■ TASK DESCRIPTION ■
Restate the full set of records exactly, without adding or dropping a word.

....

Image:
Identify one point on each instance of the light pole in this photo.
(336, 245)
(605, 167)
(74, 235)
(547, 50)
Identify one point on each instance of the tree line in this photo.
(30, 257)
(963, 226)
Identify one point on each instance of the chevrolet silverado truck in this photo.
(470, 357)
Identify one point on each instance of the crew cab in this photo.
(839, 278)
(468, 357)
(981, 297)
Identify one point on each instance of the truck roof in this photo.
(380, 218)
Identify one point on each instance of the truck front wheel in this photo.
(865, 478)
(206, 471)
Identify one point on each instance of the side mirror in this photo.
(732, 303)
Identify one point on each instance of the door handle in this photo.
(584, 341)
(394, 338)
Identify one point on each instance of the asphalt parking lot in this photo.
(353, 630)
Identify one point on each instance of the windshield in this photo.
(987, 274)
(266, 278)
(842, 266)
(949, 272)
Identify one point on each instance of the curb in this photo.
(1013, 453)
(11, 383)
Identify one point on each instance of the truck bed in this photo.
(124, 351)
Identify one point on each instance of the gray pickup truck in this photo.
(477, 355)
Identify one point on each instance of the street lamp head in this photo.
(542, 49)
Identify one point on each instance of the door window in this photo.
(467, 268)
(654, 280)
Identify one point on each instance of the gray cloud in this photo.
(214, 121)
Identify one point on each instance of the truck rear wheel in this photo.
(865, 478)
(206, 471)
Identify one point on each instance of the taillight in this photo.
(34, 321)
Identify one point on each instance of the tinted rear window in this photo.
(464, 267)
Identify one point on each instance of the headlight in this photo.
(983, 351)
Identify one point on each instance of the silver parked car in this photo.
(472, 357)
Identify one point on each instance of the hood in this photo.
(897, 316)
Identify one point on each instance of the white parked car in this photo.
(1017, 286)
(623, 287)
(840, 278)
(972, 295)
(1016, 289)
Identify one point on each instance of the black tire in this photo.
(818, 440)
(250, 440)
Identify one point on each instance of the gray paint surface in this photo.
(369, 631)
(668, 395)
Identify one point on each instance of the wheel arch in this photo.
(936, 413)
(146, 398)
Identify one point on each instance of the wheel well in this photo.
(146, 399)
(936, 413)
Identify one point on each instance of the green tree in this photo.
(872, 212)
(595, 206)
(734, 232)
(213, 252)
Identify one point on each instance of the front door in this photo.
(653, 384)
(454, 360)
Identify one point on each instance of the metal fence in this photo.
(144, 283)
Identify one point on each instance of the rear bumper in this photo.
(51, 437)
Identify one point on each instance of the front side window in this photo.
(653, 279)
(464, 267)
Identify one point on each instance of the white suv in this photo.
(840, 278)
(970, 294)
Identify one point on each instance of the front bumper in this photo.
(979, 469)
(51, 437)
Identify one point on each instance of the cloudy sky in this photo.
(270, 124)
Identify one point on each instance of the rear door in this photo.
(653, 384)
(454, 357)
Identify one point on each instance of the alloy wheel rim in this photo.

....

■ CORRECT RESPONSE ■
Image:
Identify one point on each instance of the light pole in this photo.
(336, 245)
(605, 167)
(74, 235)
(547, 50)
Identify one point on each instance of the tree line in this photo.
(30, 257)
(963, 226)
Identify one point on each instance of the chevrolet silverado truck in this photo.
(470, 357)
Identify one point on each instance of the crew cab in this photo.
(839, 278)
(468, 357)
(981, 297)
Identify one point on each instance of the truck roof in this photo.
(380, 218)
Identify one point on each instance of the truck front wheel in this photo.
(865, 478)
(206, 471)
Identify one point on each instance of the side mirror in this photo.
(732, 303)
Identify one point on each instance of the door handle in this photo.
(584, 341)
(394, 338)
Identify one point on each instance of the asphalt parking lot in this photo.
(353, 630)
Identify one point on each instance of the windshield in this photo.
(987, 274)
(266, 278)
(842, 266)
(949, 272)
Identify one point on each instance of the curb in this photo.
(1013, 453)
(11, 383)
Identify one point on each instance of the truck bed in this photo.
(124, 351)
Identify one point on each instance of the gray pickup truck in this photo.
(477, 355)
Identify one point on each instance of the street lamp head in this photo.
(542, 49)
Identify one point on each instance of the door window in this photo.
(467, 268)
(654, 280)
Identify one point on each instance of the gray cloud in this photo.
(214, 121)
Identify one point on each instance of the truck rear wheel in this photo.
(865, 478)
(206, 471)
Identify one point on each instance of the taillight in this photo.
(34, 321)
Identify one point on each instance of the tinted rear window in this photo.
(464, 267)
Identify one point on each instance of the headlight in this photo.
(983, 351)
Identify one point on each instance of the silver parked car in this photo.
(472, 357)
Identify one point on each instance of the hood in this photo.
(897, 316)
Identify one point on each instance of the white parked car in this photo.
(1017, 286)
(623, 287)
(840, 278)
(972, 295)
(1016, 289)
Identify one point on each instance of the black tire in this photo.
(818, 440)
(250, 440)
Identify one point on each instance of the gray paint surface in this photo.
(369, 631)
(668, 395)
Identify one point on each instance of the wheel arch in this photo.
(936, 413)
(146, 398)
Identify one point on each instance of the wheel well in this photo.
(146, 399)
(936, 413)
Identify one point on each instance of the green tree in this photo.
(872, 212)
(595, 206)
(734, 232)
(213, 252)
Identify one point on each instance of the front door in this photo.
(653, 384)
(454, 360)
Identify one point on each instance of the metal fence in this photo.
(144, 283)
Identify one point on each instance of the rear bumper in this photo.
(51, 437)
Identify one point on each instance of the front side window in this photo.
(653, 279)
(464, 267)
Identify one point on each instance of the white suv in this photo.
(840, 278)
(970, 294)
Identify one point on each instance of the front bumper in this photo.
(979, 469)
(51, 437)
Identify one point on each instance of the cloudy sky in this photo.
(270, 124)
Identify one point on each instance of the rear door in this photo.
(653, 384)
(454, 357)
Identify one point on each instance of the alloy wheel rim in this photo.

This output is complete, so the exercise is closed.